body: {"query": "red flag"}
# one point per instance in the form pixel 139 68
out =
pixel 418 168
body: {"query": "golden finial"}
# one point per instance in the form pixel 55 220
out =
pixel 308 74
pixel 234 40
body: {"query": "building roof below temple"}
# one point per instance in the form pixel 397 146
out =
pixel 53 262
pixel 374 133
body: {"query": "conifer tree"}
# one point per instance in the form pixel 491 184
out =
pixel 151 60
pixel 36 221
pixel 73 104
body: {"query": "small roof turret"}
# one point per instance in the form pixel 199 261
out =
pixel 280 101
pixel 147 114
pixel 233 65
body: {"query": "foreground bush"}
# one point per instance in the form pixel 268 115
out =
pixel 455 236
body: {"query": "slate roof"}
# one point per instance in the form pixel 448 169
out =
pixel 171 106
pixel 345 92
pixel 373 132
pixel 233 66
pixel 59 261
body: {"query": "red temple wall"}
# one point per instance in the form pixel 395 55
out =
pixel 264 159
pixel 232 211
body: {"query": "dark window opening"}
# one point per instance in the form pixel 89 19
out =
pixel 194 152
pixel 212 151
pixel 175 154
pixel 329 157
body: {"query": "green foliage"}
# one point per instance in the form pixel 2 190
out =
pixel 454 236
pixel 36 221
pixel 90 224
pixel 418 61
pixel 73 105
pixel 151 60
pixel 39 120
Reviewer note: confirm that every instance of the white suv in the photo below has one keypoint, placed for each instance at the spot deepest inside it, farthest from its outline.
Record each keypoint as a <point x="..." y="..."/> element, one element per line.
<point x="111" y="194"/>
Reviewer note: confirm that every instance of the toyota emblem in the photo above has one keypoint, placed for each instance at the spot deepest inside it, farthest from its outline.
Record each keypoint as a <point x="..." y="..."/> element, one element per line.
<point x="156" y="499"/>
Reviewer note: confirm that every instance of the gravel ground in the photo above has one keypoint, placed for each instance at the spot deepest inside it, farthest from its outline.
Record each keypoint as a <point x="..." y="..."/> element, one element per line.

#####

EXERCISE GOAL: In the listing above, find the line holding "# one point per instance in the form pixel 395" and the line holding "Reviewer note: confirm that every instance of the white", then output those two lines and every line between them exactly.

TASK OUTPUT:
# one point per instance in the form pixel 395 55
out =
pixel 264 159
pixel 232 211
body: {"query": "dark window opening"}
# one point per instance in the form pixel 89 19
out =
pixel 194 152
pixel 212 151
pixel 175 154
pixel 329 157
body: {"query": "green foliage"}
# one point per instance in the form pixel 2 190
out =
pixel 454 236
pixel 36 221
pixel 90 224
pixel 418 61
pixel 73 105
pixel 151 60
pixel 39 120
Reviewer note: confirm that every instance of the white suv in the photo below has one keypoint, placed for each instance at the spot deepest inside it, farthest from its outline.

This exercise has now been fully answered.